Текст страницы.
++++++++++++++++++++

Товарищ время и товарищ искусство - Владимир Николаевич Турбин

Товарищ время и товарищ искусство читать книгу онлайн
В 1961-м он выпустил нечто вроде футурологического манифеста — книгу «Товарищ время и товарищ искусство».
Став интеллектуальным бестселлером Оттепели, она наделала шуму. Книгу три дня обсуждали в Институте истории и теории искусства, молодые имлийцы П. Палиевский, В. Кожинов, С. Бочаров обрушились на нее едва не памфлетом «Человек за бортом» (Вопросы литературы. 1962. № 4), а партийный идеолог Л. Ильичев нашел в ней теоретическое обоснование злокозненного абстракционизма (Известия, 10 января 1963 года). Причем, — рассказывает Турбин в письме М. Бахтину от 21 января 1963 года, — «ведь я на встрече так называемых „молодых писателей“ с Ильичевым был. Там обо мне не говорилось ни слова. <…> А потом вписал-таки Леонид Федорович абзац про меня».
И понеслось: передовица в «Коммунисте» (1963. № 1), возмущенные упоминания в газетных статьях, яростные обличения на филфаковских партийных собраниях… Так что Турбину, который, — вернемся к процитированному письму, — «настроился этак по-обывательски все пересидеть, спрятав „тело жирное в утесы“», пришлось все же покаяться (Вестник Московского университета. Серия VII. Филология, журналистика. 1963. № 6. С. 93–94).
И сейчас не так важно, что и как он тогда оценивал, какие завиральные идеи отстаивал, какими парадоксами дразнил. Гораздо дороже, что, срастив интеллигентский треп с академическим письмом, Турбин попытался по-бахтински карнавализировать все сущее, и разговор о текущей литературе оказался вдруг не только умным, но и занимательным, тормошащим воображение.
Это помнится.
(Сергей Чупринин)
Тот же «Евгений Онегин», например.
Мы совсем уже уверовали в достоверность всего происходящего в книге. Не без помощи школьных учителей мы отвлеклись от композиции романа, забыли о гармоничном неправдоподобии его стиха. Мы отождествили Татьяну с реальными девушками начала прошлого века, обменялись мнениями о своевременности и моральной целесообразности ее замужества, единодушно отметили ее любовь к простой русской природе. Мы ужаснулись, увидев пришедшего к месту дуэли Онегина, «а в руках у него леворверт». Словом, мы поверили Пушкину.

++++++++++++++++++++

Доступные данные.

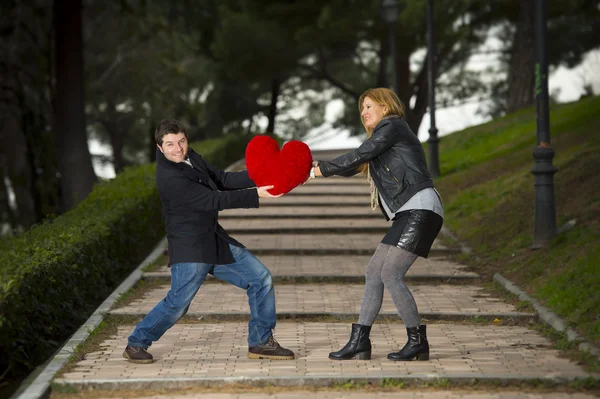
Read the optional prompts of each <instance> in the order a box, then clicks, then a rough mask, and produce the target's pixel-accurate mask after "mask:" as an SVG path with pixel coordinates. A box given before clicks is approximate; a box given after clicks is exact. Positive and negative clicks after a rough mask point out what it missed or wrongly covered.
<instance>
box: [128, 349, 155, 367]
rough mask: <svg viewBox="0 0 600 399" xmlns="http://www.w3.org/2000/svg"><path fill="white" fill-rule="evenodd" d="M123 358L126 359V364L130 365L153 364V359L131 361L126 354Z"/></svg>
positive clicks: (141, 359) (128, 355)
mask: <svg viewBox="0 0 600 399" xmlns="http://www.w3.org/2000/svg"><path fill="white" fill-rule="evenodd" d="M123 357H124V358H125V359H127V361H128V362H130V363H138V364H150V363H154V359H132V358H130V357H129V355H128V354H127V352H125V353H123Z"/></svg>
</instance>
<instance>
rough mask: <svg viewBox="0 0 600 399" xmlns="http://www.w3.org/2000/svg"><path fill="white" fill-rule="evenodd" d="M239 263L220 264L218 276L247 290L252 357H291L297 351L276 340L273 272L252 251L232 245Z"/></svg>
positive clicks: (274, 299)
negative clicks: (229, 263) (258, 258)
mask: <svg viewBox="0 0 600 399" xmlns="http://www.w3.org/2000/svg"><path fill="white" fill-rule="evenodd" d="M229 247H230V249H231V252H232V253H233V257H234V258H235V262H234V263H231V264H228V265H217V266H215V269H214V275H215V277H216V278H218V279H219V280H223V281H227V282H229V283H231V284H233V285H235V286H237V287H240V288H243V289H245V290H246V294H247V295H248V304H249V305H250V321H249V322H248V347H249V348H250V351H249V353H248V356H249V357H250V358H256V359H273V360H288V359H293V358H294V353H293V352H292V351H290V350H288V349H284V348H282V347H281V346H279V344H278V343H277V342H276V341H275V340H274V339H273V331H272V330H273V328H275V323H276V317H277V316H276V312H275V289H274V287H273V278H272V277H271V272H270V271H269V269H267V268H266V266H265V265H263V263H262V262H261V261H259V260H258V259H257V258H256V257H255V256H254V255H252V253H251V252H250V251H248V250H247V249H245V248H240V247H236V246H234V245H229Z"/></svg>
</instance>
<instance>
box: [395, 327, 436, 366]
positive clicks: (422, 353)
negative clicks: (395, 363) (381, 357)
mask: <svg viewBox="0 0 600 399" xmlns="http://www.w3.org/2000/svg"><path fill="white" fill-rule="evenodd" d="M406 334H407V335H408V342H407V343H406V345H404V348H402V349H400V351H398V352H393V353H389V354H388V359H390V360H396V361H398V360H415V359H416V360H429V342H427V327H426V326H424V325H421V326H419V327H411V328H407V329H406Z"/></svg>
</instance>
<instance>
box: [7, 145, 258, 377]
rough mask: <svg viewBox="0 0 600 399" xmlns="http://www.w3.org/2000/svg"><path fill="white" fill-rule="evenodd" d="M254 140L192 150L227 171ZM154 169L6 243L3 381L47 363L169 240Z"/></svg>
mask: <svg viewBox="0 0 600 399" xmlns="http://www.w3.org/2000/svg"><path fill="white" fill-rule="evenodd" d="M250 138H251V137H250V136H239V135H230V136H226V137H225V138H222V139H215V140H209V141H204V142H197V143H194V144H192V147H193V148H194V149H195V150H196V151H197V152H199V153H201V154H202V155H203V157H204V158H205V159H207V160H208V161H209V162H211V163H214V164H215V165H217V166H218V167H221V168H224V167H225V166H227V165H229V164H231V163H233V162H234V161H236V160H238V159H240V158H242V157H243V155H244V151H245V148H246V144H247V142H248V140H249V139H250ZM155 170H156V166H155V164H150V165H142V166H138V167H133V168H128V169H126V170H125V171H123V172H122V173H120V174H119V175H118V176H117V177H116V178H115V179H114V180H111V181H108V182H103V183H100V184H98V185H96V187H95V188H94V190H93V191H92V193H91V194H90V195H89V197H88V198H86V199H85V200H84V201H82V202H81V203H80V204H79V205H78V206H77V207H76V208H75V209H73V210H71V211H69V212H67V213H65V214H64V215H61V216H58V217H56V218H53V219H49V220H47V221H45V222H44V223H42V224H40V225H38V226H34V227H33V228H31V229H30V230H28V231H27V232H25V233H23V234H22V235H20V236H18V237H14V238H9V239H5V240H2V241H1V242H0V379H2V378H4V377H10V376H18V375H23V374H24V373H26V372H28V371H30V370H31V369H32V368H33V367H35V366H37V365H38V364H40V363H42V362H43V361H44V360H45V359H47V358H48V357H49V356H50V355H51V354H52V353H53V352H54V351H55V350H56V349H57V348H58V347H59V346H60V345H61V343H62V342H63V341H64V340H66V339H67V338H68V337H69V335H71V334H72V333H73V332H74V331H75V330H76V329H77V328H78V327H79V326H80V325H81V324H82V323H83V322H84V321H85V320H86V319H87V318H88V317H89V315H90V314H91V313H92V312H93V311H94V310H95V309H96V308H97V306H98V305H99V304H100V303H101V302H102V301H103V300H104V299H105V298H106V297H107V296H108V295H109V294H110V293H111V292H112V291H113V290H114V289H115V288H116V286H117V285H118V284H120V282H121V281H122V280H123V279H124V278H125V277H126V276H127V275H128V274H129V273H130V272H131V271H132V270H133V269H134V268H135V267H136V265H137V264H139V262H140V261H141V260H142V259H143V258H144V256H146V255H147V254H148V252H149V251H150V249H151V248H152V247H154V246H155V245H156V243H157V242H158V241H159V240H160V239H161V237H163V236H164V223H163V219H162V213H161V203H160V200H159V197H158V193H157V191H156V184H155Z"/></svg>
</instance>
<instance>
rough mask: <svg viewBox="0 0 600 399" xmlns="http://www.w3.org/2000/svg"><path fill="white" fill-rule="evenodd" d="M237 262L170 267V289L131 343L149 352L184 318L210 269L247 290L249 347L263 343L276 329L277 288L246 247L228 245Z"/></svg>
mask: <svg viewBox="0 0 600 399" xmlns="http://www.w3.org/2000/svg"><path fill="white" fill-rule="evenodd" d="M229 248H230V249H231V252H232V253H233V257H234V259H235V262H234V263H231V264H228V265H211V264H208V263H176V264H173V265H171V290H170V291H169V293H168V294H167V296H166V297H165V299H163V300H162V301H160V302H159V303H158V305H156V306H155V307H154V309H152V310H151V311H150V313H148V314H147V315H146V317H144V319H143V320H142V321H140V322H139V323H138V324H137V326H136V327H135V330H134V331H133V333H132V334H131V335H130V336H129V339H128V344H129V345H131V346H141V347H142V348H144V349H148V347H149V346H150V345H152V342H154V341H158V339H159V338H160V337H162V335H163V334H164V333H165V332H166V331H167V330H168V329H169V328H171V327H172V326H173V325H174V324H175V323H177V321H178V320H179V319H181V318H182V317H183V315H185V314H186V312H187V311H188V308H189V307H190V303H191V302H192V299H194V296H195V295H196V292H198V289H199V288H200V286H201V285H202V282H204V279H205V278H206V275H207V274H208V272H209V271H211V269H213V266H214V270H213V274H214V276H215V277H216V278H218V279H219V280H222V281H227V282H228V283H231V284H233V285H235V286H236V287H240V288H243V289H245V290H246V294H247V295H248V304H249V305H250V321H249V322H248V346H256V345H260V344H263V343H265V342H266V341H267V339H268V338H269V337H270V336H271V334H272V329H273V328H275V319H276V315H275V288H274V287H273V279H272V277H271V272H270V271H269V269H267V268H266V267H265V265H263V264H262V262H261V261H259V260H258V259H257V258H256V257H255V256H254V255H252V253H250V251H248V250H247V249H246V248H240V247H236V246H234V245H229Z"/></svg>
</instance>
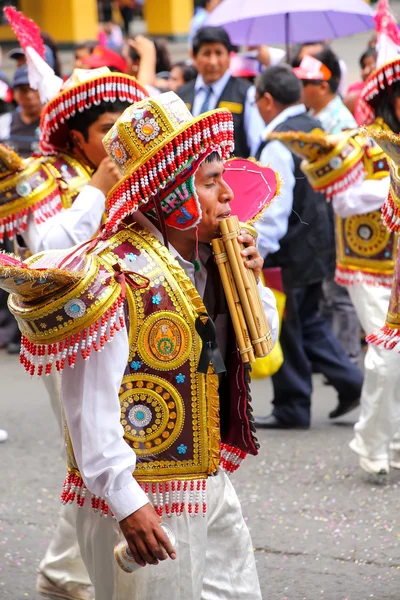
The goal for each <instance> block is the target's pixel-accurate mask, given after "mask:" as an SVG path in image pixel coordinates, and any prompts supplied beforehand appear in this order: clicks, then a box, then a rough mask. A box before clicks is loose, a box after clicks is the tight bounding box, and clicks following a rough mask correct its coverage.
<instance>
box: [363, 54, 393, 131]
mask: <svg viewBox="0 0 400 600" xmlns="http://www.w3.org/2000/svg"><path fill="white" fill-rule="evenodd" d="M398 81H400V58H396V59H395V60H392V61H390V62H388V63H386V64H384V65H382V66H381V67H380V68H379V69H376V70H375V71H373V72H372V73H371V74H370V75H369V77H368V78H367V79H366V81H365V83H364V87H363V89H362V90H361V94H360V98H359V101H358V109H359V110H360V112H361V113H362V115H363V118H364V121H365V123H366V124H369V123H372V122H373V121H374V119H375V117H376V110H377V107H378V105H379V102H380V101H381V100H382V97H383V96H387V95H388V94H390V93H391V90H392V87H393V85H394V84H395V83H397V82H398Z"/></svg>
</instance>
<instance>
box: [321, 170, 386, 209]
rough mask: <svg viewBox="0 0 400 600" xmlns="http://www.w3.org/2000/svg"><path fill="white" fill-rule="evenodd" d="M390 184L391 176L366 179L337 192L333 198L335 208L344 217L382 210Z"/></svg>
mask: <svg viewBox="0 0 400 600" xmlns="http://www.w3.org/2000/svg"><path fill="white" fill-rule="evenodd" d="M389 186H390V177H389V176H388V177H385V178H384V179H378V180H373V179H364V181H361V182H360V183H355V184H354V185H352V186H351V187H350V188H349V189H348V190H346V191H345V192H342V193H341V194H336V195H335V196H334V197H333V198H332V206H333V210H334V211H335V213H336V214H337V215H339V217H342V218H343V219H344V218H346V217H350V216H351V215H363V214H365V213H367V212H372V211H374V210H380V209H381V208H382V206H383V203H384V202H385V200H386V198H387V196H388V193H389Z"/></svg>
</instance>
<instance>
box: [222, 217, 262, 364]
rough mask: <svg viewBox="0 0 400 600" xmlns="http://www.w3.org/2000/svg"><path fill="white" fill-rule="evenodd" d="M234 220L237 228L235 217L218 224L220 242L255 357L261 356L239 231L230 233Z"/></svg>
mask: <svg viewBox="0 0 400 600" xmlns="http://www.w3.org/2000/svg"><path fill="white" fill-rule="evenodd" d="M232 218H233V219H234V221H233V225H235V221H236V224H237V226H238V227H239V221H238V219H237V217H236V219H235V218H234V217H229V218H228V219H224V220H223V221H221V222H220V229H221V233H222V241H223V242H224V245H225V248H226V252H227V254H228V257H229V263H230V266H231V269H232V274H233V277H234V279H235V283H236V287H237V290H238V293H239V297H240V301H241V304H242V308H243V312H244V316H245V319H246V323H247V326H248V329H249V332H250V338H251V341H252V344H253V347H254V352H255V355H256V356H261V352H262V349H260V347H259V345H258V342H255V340H258V339H259V338H260V337H261V336H260V335H259V331H258V329H257V326H256V323H255V320H254V317H253V312H252V308H251V305H250V302H249V294H248V290H249V288H250V284H249V279H248V277H247V273H246V272H245V269H246V267H245V266H244V263H243V259H242V257H241V256H240V249H239V246H238V242H237V235H238V232H239V231H240V230H239V228H238V227H237V232H236V233H237V235H236V236H235V235H234V233H235V232H231V231H230V223H229V220H230V219H232Z"/></svg>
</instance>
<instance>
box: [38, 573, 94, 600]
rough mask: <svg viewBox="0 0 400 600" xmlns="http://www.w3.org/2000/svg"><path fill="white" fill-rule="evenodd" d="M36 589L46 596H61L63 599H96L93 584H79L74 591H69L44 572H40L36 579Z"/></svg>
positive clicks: (60, 596) (71, 599) (47, 596)
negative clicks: (69, 591) (66, 589)
mask: <svg viewBox="0 0 400 600" xmlns="http://www.w3.org/2000/svg"><path fill="white" fill-rule="evenodd" d="M36 591H37V592H39V594H40V595H41V596H45V597H46V598H61V599H62V600H94V588H93V586H92V585H77V586H76V587H75V588H74V589H73V591H71V592H67V590H64V589H63V588H61V587H59V586H58V585H56V584H55V583H53V582H52V581H50V579H47V577H45V575H43V573H39V575H38V576H37V579H36Z"/></svg>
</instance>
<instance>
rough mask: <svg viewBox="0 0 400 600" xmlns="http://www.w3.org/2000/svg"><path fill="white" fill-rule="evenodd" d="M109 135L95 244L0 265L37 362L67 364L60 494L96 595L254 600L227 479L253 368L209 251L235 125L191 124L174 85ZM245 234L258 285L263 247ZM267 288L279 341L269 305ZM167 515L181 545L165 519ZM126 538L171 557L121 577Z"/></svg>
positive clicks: (25, 351) (245, 558)
mask: <svg viewBox="0 0 400 600" xmlns="http://www.w3.org/2000/svg"><path fill="white" fill-rule="evenodd" d="M104 143H105V147H106V149H107V152H108V154H109V155H110V156H111V158H112V159H113V160H114V161H115V163H116V164H117V165H118V168H119V169H120V170H121V173H122V179H121V180H120V182H119V183H118V184H117V185H116V186H114V188H113V189H112V190H111V192H110V194H109V196H108V200H107V220H106V224H105V228H104V230H103V232H102V233H101V235H100V236H99V237H98V238H97V239H96V240H93V241H91V242H88V243H87V244H85V245H84V247H78V248H77V249H76V250H75V252H70V253H68V252H67V251H59V252H49V253H44V254H39V255H37V256H34V257H32V258H31V259H29V261H28V263H29V266H26V265H23V264H21V263H19V262H17V261H14V260H12V259H10V258H3V260H2V262H3V266H2V267H1V269H0V276H1V285H2V286H4V287H7V289H9V290H11V291H12V292H13V295H12V310H13V311H14V313H15V315H16V316H17V318H18V321H19V324H20V326H21V329H22V331H23V344H24V351H23V356H22V361H23V362H24V364H25V367H26V369H27V370H28V371H29V372H31V373H34V372H38V373H46V372H49V371H51V369H54V368H58V369H60V370H61V371H62V395H63V405H64V410H65V413H66V419H67V424H68V430H69V438H68V439H69V442H68V448H69V473H68V477H67V480H66V482H65V485H64V490H63V500H64V502H74V501H75V502H77V503H78V504H79V505H80V506H81V507H82V509H81V510H80V511H79V514H78V517H77V521H78V522H77V531H78V536H79V542H80V547H81V552H82V556H83V559H84V561H85V564H86V566H87V569H88V571H89V574H90V576H91V579H92V581H93V583H94V586H95V593H96V600H110V598H113V599H115V600H125V599H126V600H135V599H137V600H138V599H139V598H140V599H141V600H147V599H148V600H150V599H153V598H157V597H161V596H164V597H166V598H174V599H175V600H198V599H199V598H221V599H224V600H229V599H232V600H233V599H236V600H242V599H243V598H248V599H249V600H250V599H251V600H253V599H254V600H256V599H257V600H259V599H260V598H261V592H260V587H259V583H258V578H257V573H256V567H255V561H254V554H253V548H252V544H251V539H250V535H249V532H248V530H247V527H246V525H245V523H244V520H243V516H242V514H241V509H240V504H239V502H238V499H237V496H236V494H235V492H234V490H233V487H232V485H231V483H230V480H229V478H228V477H227V472H233V471H235V470H236V469H237V468H238V467H239V466H240V463H241V462H242V460H243V459H244V458H245V457H246V455H247V454H257V447H258V444H257V440H256V438H255V437H254V427H253V425H252V415H251V406H250V396H249V387H248V384H249V369H248V368H246V366H245V365H244V363H243V362H242V360H241V358H240V355H239V353H238V351H237V349H236V344H235V342H234V338H233V336H232V334H233V332H232V327H231V322H230V317H229V314H228V312H227V307H226V300H225V296H224V294H223V291H222V286H221V280H220V278H219V276H218V270H217V266H216V265H215V263H214V260H213V258H212V253H211V248H210V242H211V240H212V239H213V238H215V237H216V236H217V235H218V231H219V225H220V222H221V220H222V219H224V218H226V217H228V216H229V215H230V208H229V202H230V200H231V199H232V190H231V189H230V188H229V186H228V185H227V184H226V183H225V182H224V180H223V178H222V174H223V170H224V167H223V160H224V159H226V158H227V157H228V156H229V154H230V152H231V151H232V149H233V128H232V116H231V114H230V113H229V111H227V110H225V109H219V110H214V111H210V112H208V113H205V114H203V115H202V116H201V117H198V118H196V119H194V118H193V117H192V115H191V114H190V112H189V111H188V109H187V108H186V106H185V105H184V103H183V102H182V101H181V100H180V99H179V98H178V97H177V96H176V95H175V94H174V93H172V92H169V93H167V94H162V95H161V96H159V97H158V98H157V99H154V98H153V99H148V100H144V101H142V102H140V103H137V104H134V105H132V107H130V108H128V109H127V110H126V111H125V112H124V113H123V115H122V116H121V117H120V118H119V119H118V121H117V122H116V124H115V125H114V127H113V128H112V129H111V131H110V133H109V134H108V135H107V136H106V138H105V141H104ZM138 209H140V210H139V211H138ZM241 241H242V242H243V243H244V245H245V246H246V247H245V249H244V250H243V251H242V255H243V258H244V260H245V264H246V266H247V267H248V268H249V269H252V270H253V271H254V274H255V275H256V276H258V274H259V273H260V269H261V266H262V259H261V257H260V256H259V254H258V251H257V249H256V247H255V245H254V239H253V238H252V236H250V235H248V234H243V235H242V236H241ZM6 263H7V264H6ZM54 267H57V269H55V268H54ZM37 269H40V271H39V272H38V270H37ZM260 293H261V295H262V301H263V306H264V310H265V314H266V318H267V321H268V324H269V326H270V330H271V334H272V338H273V339H274V340H275V339H276V336H277V325H278V321H277V313H276V307H275V300H274V298H273V295H272V293H271V292H270V291H269V290H266V289H264V290H261V292H260ZM39 299H40V301H39ZM22 311H23V314H22ZM111 340H112V341H111ZM107 341H111V343H109V344H107V343H106V342H107ZM84 359H86V360H84ZM69 366H74V367H75V368H74V370H72V369H70V368H69ZM200 366H201V367H200ZM199 371H201V372H199ZM132 474H133V476H132ZM211 475H214V476H213V477H211ZM93 509H95V510H94V511H93ZM96 512H99V513H102V514H107V513H113V514H114V516H115V520H114V519H111V518H108V519H101V518H100V517H99V514H97V515H96V514H95V513H96ZM166 516H170V519H169V521H168V524H169V525H170V527H171V528H172V529H173V530H174V533H175V535H176V538H177V545H176V548H172V547H171V545H170V544H169V542H168V539H167V538H166V536H165V534H164V533H163V530H162V528H161V527H160V525H159V523H160V517H163V518H165V517H166ZM118 522H119V526H118ZM122 535H124V536H125V538H126V539H127V541H128V543H129V546H130V549H131V552H132V553H133V556H134V558H135V560H136V561H137V562H138V563H139V564H141V565H143V566H145V565H146V564H150V565H155V564H157V563H158V562H159V561H162V562H161V564H159V565H158V566H157V567H156V568H154V567H148V566H147V567H146V568H144V569H140V570H139V571H136V572H135V574H134V575H128V574H126V573H124V572H123V571H121V570H120V569H119V568H118V566H117V563H116V561H115V560H114V554H113V550H114V546H115V545H116V544H117V543H118V542H119V541H120V539H121V537H122ZM167 555H169V556H170V557H171V558H172V559H174V560H170V559H168V560H165V561H164V559H165V558H167Z"/></svg>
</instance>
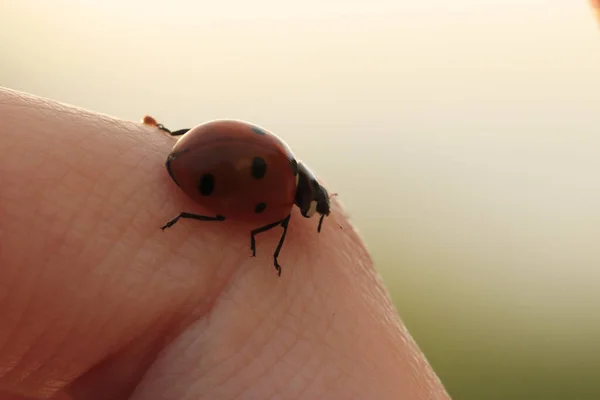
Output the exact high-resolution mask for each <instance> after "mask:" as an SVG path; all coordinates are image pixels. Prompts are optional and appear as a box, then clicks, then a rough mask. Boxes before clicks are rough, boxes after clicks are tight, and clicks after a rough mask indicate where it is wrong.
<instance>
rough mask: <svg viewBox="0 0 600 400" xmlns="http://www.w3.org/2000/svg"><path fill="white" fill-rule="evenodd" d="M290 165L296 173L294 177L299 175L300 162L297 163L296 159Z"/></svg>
mask: <svg viewBox="0 0 600 400" xmlns="http://www.w3.org/2000/svg"><path fill="white" fill-rule="evenodd" d="M290 165H291V166H292V172H293V173H294V176H296V175H298V161H296V159H295V158H292V160H291V161H290Z"/></svg>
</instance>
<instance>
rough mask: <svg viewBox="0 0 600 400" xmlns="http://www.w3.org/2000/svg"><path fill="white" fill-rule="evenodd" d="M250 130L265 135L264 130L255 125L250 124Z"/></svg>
mask: <svg viewBox="0 0 600 400" xmlns="http://www.w3.org/2000/svg"><path fill="white" fill-rule="evenodd" d="M252 130H253V131H254V133H258V134H259V135H266V132H265V131H263V130H262V129H260V128H259V127H257V126H252Z"/></svg>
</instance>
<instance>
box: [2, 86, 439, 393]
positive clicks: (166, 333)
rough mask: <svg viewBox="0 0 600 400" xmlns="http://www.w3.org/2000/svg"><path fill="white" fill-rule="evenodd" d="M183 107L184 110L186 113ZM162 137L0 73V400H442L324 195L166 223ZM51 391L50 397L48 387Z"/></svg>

++++++++++++++++++++

Задания.
**1.** Перепишите фрагмент из текста о книге Турбина, начиная со слов «И понеслось: передовица» и заканчивая словами «занимательным, тормошащим воображение.».
**2.** Ответьте на вопросы по тексту о книге Турбина.
(a) В каком году вышла книга «Товарищ время и товарищ искусство»?
(b) Как назывался памфлет, которым на книгу обрушились молодые имлийцы?
(c) В каком издании появилась передовица, упомянутая после выступления Ильичева?

Ваши ответы.
**1.**
И понеслось: передовица в «Коммунисте» (1963. № 1), возмущенные упоминания в газетных статьях, яростные обличения на филфаковских партийных собраниях… Так что Турбину, который, — вернемся к процитированному письму, — «настроился этак по-обывательски все пересидеть, спрятав „тело жирное в утесы“», пришлось все же покаяться (Вестник Московского университета. Серия VII. Филология, журналистика. 1963. № 6. С. 93–94).
И сейчас не так важно, что и как он тогда оценивал, какие завиральные идеи отстаивал, какими парадоксами дразнил. Гораздо дороже, что, срастив интеллигентский треп с академическим письмом, Турбин попытался по-бахтински карнавализировать все сущее, и разговор о текущей литературе оказался вдруг не только умным, но и занимательным, тормошащим воображение.

**2.**
(a) В 1961 году.
(b) «Человек за бортом».
(c) В «Коммунисте» (1963, № 1).